DOCUMENT SECTION:
------------------------------------------------------------------------
Describe your latest book.
My book,
The Grouchy Historian,
is my attempt to rescue the
U.S. Constitution from right-wing hypocrites and nutjobs. I got tired of the Right acting not only like it owns the Constitution, but wrote the damn thing as well. So — pissed off at right-wing lies (by the way, my original title was
The Pissed-Off Historian, but Simon & Schuster thought better of it), misrepresentations, and outright horseshit, I decided to strike back. After all, if the Right could be wrong about climate change, health care, and the corporate tax rate, it was probably wrong about the Constitution.
So I did my homework. I read the Constitution and the Amendments; perused
The Federalist Papers and the notes Madison took during the Constitutional Convention; surveyed the lives of the Founders and Framers; looked over the Supreme Court opinions of Antonin Scalia and Clarence Thomas; and even dipped into Ted Cruz’s autobiography,
A Time for Truth, a faith-based romance novel in which the hero falls in love with himself at an early age.
Here is a preview of what I came up with: The Framers wrote the Constitution in order to form a strong central government, giving sweeping powers to Congress (not the states), balanced by an equally strong Executive Branch.
Nothing in the Constitution suggests, let alone enforces, the concepts of limited government, limited taxes, or limited regulations.
The Framers were not divinely inspired. They were lawyers. Do you really know any divinely inspired lawyers? The only lawyer ever to be divinely inspired was Saul of Tarsus.
------------------------------------------------------------------------
DATASET EXCERPT:

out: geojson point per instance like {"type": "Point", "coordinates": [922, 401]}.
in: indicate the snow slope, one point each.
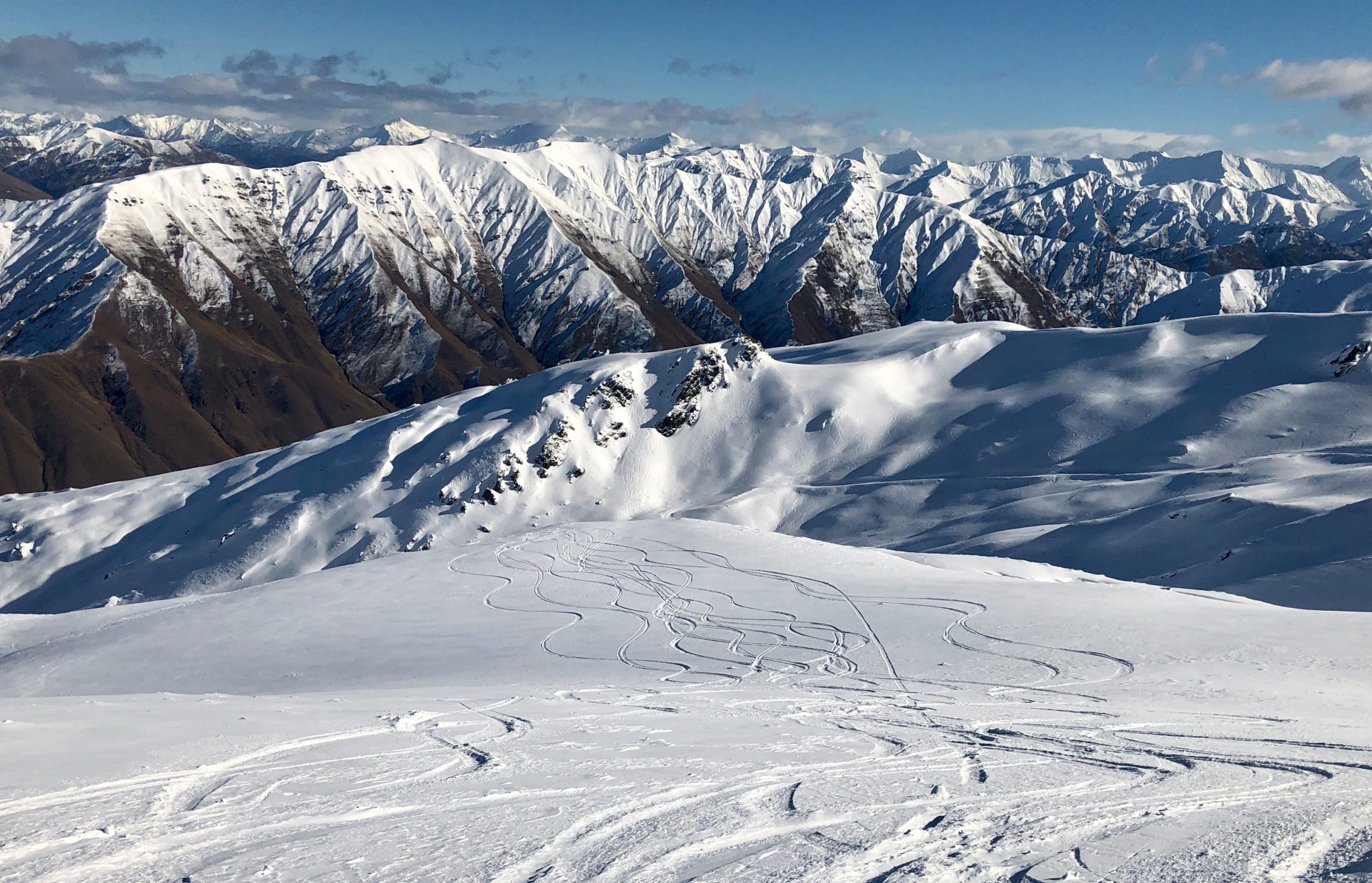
{"type": "Point", "coordinates": [1223, 453]}
{"type": "Point", "coordinates": [685, 701]}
------------------------------------------------------------------------
EXERCISE 1: In the book interview, what was the original title of The Grouchy Historian?
EXERCISE 2: Translate this sentence from the book interview into French: "Nothing in the Constitution suggests, let alone enforces, the concepts of limited government, limited taxes, or limited regulations."

WRITTEN RESPONSE 1: The Pissed-Off Historian

WRITTEN RESPONSE 2: Rien dans la Constitution ne suggère, et encore moins n'impose, les concepts de gouvernement limité, d'impôts limités ou de réglementations limitées.